§ **Directive a**: In the location labeling listing, rewrite everything from the line containing "Expected behaviour: the pointer locates the woman kneeling" down to the end of the listing, renaming "pointer" as "locator" and leaving everything else unchanged.

THE NEW YORK TIMES: How hate groups and terrorists use gaming platforms to recruit young children

Researchers say hate groups and terrorist organisations are exploiting games such as Minecraft and Roblox and other popular online platforms to recruit a new generation of extremists.

Pranav Baskar
The New York Times
FILE — Minecraft memorabilia and Nintendo controllers in a home in Bolton, Ontario, Canada on July 7, 2022. Hate groups are using games and other online platforms to draw growing numbers of children to their causes, new data and dozens of interviews show. (Kiana Hayeri/The New York Times)

Location labeling records:
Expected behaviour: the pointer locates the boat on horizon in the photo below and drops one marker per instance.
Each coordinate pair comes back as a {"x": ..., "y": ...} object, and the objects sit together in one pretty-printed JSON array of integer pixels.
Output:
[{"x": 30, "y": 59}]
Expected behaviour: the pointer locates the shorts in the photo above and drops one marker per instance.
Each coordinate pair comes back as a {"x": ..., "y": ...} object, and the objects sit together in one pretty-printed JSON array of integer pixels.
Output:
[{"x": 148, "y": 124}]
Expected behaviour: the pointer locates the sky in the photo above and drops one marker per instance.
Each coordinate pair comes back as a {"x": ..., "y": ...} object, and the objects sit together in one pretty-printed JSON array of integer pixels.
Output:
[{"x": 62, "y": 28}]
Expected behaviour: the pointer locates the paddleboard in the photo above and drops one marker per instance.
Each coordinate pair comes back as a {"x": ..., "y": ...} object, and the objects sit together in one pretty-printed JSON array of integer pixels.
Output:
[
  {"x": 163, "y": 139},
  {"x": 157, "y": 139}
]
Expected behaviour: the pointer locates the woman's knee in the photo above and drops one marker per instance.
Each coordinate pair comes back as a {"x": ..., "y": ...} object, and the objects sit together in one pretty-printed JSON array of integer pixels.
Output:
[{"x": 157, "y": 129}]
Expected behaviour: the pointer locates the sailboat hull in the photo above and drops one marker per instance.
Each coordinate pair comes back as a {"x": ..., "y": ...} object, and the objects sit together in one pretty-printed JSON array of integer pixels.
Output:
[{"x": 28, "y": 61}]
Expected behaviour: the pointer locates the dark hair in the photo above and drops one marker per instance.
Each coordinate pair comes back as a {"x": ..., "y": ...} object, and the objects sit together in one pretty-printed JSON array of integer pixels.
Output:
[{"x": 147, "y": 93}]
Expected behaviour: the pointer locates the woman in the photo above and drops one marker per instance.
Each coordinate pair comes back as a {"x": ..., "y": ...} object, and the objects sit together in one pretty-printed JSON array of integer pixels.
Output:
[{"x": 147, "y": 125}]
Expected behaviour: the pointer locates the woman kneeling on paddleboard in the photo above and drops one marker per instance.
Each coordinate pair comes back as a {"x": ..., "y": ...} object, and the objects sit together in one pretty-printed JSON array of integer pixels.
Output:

§ **Directive b**: According to the news excerpt on gaming platforms, which games do researchers name as being exploited by hate groups and terrorist organizations?

§ **Expected answer a**:
Expected behaviour: the locator locates the woman kneeling on paddleboard in the photo above and drops one marker per instance.
Each coordinate pair comes back as a {"x": ..., "y": ...} object, and the objects sit together in one pretty-printed JSON array of integer pixels.
Output:

§ **Expected answer b**: Minecraft and Roblox